■ TASK DESCRIPTION ■
Gather every line in the records below that contains the string "yellow". Case counts.

^^^^^^^^^^^^^^^^

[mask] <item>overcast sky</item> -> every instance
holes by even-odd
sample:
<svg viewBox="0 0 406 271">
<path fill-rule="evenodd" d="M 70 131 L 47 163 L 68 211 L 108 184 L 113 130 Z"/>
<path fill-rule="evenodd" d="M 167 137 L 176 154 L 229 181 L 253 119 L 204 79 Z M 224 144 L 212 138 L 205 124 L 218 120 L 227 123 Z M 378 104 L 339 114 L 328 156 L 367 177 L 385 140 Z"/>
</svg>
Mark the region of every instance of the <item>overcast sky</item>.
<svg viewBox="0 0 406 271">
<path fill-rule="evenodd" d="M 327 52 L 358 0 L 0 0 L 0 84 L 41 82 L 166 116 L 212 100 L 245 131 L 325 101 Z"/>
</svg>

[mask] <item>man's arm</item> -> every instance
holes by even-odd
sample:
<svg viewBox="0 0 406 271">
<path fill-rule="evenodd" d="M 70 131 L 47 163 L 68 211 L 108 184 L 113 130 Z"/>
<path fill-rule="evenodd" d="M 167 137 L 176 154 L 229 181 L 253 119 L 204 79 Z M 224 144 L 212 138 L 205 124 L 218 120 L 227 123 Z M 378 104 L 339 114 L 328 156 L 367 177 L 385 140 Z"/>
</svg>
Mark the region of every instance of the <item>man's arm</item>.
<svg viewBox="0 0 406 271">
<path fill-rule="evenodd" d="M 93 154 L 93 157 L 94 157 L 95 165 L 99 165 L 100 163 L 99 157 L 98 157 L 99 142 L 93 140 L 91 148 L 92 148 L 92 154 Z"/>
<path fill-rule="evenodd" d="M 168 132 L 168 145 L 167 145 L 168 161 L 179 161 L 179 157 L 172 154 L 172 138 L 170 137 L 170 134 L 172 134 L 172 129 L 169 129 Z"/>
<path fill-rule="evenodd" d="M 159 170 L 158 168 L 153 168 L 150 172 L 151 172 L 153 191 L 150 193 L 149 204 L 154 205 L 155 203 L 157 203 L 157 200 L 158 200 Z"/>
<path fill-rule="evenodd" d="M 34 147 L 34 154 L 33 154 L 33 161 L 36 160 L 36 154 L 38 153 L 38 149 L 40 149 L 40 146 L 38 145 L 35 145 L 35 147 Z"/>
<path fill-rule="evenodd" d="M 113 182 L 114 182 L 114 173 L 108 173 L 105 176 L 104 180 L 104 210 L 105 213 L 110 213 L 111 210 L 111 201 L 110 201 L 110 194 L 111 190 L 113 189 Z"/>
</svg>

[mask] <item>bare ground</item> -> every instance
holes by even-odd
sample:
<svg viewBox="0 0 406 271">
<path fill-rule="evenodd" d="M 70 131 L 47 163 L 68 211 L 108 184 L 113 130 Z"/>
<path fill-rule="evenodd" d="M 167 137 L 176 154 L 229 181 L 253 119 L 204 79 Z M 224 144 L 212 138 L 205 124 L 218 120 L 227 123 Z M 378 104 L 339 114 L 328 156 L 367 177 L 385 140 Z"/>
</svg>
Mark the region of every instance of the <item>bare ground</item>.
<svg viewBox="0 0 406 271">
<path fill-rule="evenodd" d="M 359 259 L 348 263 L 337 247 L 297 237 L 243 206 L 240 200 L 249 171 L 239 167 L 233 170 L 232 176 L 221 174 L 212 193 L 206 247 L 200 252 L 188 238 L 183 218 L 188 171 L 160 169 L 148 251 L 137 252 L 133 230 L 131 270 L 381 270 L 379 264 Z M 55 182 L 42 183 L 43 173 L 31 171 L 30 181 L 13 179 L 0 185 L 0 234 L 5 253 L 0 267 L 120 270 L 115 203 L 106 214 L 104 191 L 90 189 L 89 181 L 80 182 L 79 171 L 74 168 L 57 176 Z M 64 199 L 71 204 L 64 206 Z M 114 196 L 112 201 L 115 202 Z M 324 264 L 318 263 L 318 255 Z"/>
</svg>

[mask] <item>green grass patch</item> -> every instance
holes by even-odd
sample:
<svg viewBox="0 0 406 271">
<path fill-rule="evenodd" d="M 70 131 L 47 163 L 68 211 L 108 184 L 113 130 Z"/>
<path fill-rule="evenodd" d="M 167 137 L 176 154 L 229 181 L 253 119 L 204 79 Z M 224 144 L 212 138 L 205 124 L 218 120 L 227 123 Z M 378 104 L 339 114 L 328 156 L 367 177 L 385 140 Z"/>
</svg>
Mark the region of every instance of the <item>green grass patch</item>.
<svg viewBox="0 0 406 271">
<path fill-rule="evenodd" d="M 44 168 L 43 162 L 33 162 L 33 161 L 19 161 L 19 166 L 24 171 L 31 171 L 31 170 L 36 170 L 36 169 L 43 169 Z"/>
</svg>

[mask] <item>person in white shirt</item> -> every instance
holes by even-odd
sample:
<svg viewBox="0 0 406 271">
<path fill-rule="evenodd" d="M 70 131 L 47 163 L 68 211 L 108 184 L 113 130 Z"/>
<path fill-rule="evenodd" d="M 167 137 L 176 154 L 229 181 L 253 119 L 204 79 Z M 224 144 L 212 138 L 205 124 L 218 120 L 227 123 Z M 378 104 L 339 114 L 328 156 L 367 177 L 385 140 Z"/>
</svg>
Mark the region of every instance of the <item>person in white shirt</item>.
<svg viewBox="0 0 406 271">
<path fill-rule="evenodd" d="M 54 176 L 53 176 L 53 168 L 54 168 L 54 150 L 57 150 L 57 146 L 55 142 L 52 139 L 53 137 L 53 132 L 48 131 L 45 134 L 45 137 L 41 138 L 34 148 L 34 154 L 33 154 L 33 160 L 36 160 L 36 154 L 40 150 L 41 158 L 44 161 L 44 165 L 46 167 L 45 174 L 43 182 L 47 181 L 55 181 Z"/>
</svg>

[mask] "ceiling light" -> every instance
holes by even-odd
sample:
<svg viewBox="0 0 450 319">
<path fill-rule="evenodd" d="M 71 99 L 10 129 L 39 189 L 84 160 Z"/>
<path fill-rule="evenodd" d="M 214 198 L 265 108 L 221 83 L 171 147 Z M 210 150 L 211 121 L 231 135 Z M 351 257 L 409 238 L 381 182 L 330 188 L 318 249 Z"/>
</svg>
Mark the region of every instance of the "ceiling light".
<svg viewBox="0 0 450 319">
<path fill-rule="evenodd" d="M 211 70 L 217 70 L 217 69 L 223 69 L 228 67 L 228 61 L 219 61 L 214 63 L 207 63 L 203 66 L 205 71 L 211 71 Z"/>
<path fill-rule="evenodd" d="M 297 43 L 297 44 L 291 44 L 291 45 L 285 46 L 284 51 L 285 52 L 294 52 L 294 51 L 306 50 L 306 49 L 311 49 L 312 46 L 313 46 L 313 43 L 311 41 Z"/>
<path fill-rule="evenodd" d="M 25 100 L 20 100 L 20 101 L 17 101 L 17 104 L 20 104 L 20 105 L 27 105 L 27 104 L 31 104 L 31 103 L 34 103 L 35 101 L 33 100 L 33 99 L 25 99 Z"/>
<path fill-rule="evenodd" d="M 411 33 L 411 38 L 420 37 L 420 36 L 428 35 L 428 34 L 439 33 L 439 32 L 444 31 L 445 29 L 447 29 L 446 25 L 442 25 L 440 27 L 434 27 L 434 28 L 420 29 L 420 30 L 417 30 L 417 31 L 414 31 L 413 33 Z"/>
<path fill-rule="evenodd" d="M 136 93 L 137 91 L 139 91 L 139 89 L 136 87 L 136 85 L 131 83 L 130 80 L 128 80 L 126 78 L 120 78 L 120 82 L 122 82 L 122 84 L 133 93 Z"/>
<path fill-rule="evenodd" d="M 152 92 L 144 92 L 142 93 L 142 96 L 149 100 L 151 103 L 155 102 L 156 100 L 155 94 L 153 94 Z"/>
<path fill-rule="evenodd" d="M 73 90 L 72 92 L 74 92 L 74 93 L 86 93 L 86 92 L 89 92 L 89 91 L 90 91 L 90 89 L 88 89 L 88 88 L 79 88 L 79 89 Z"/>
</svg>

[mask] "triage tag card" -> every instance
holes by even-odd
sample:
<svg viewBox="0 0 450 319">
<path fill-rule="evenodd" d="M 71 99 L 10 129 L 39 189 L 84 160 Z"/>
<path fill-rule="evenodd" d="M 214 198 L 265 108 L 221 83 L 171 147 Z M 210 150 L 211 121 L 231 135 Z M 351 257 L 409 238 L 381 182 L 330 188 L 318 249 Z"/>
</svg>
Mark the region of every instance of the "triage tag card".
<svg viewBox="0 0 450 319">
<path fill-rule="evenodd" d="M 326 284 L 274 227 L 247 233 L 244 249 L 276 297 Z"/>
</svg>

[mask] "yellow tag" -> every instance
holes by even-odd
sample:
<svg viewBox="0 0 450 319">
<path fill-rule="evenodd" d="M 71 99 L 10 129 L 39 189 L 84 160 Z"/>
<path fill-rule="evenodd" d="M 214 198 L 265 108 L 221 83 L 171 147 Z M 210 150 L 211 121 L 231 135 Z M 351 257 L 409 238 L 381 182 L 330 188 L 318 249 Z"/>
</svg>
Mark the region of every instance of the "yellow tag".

^^^^^^^^^^^^^^^^

■ TASK RESULT ■
[mask] "yellow tag" -> every instance
Mark the region of every instance of the "yellow tag".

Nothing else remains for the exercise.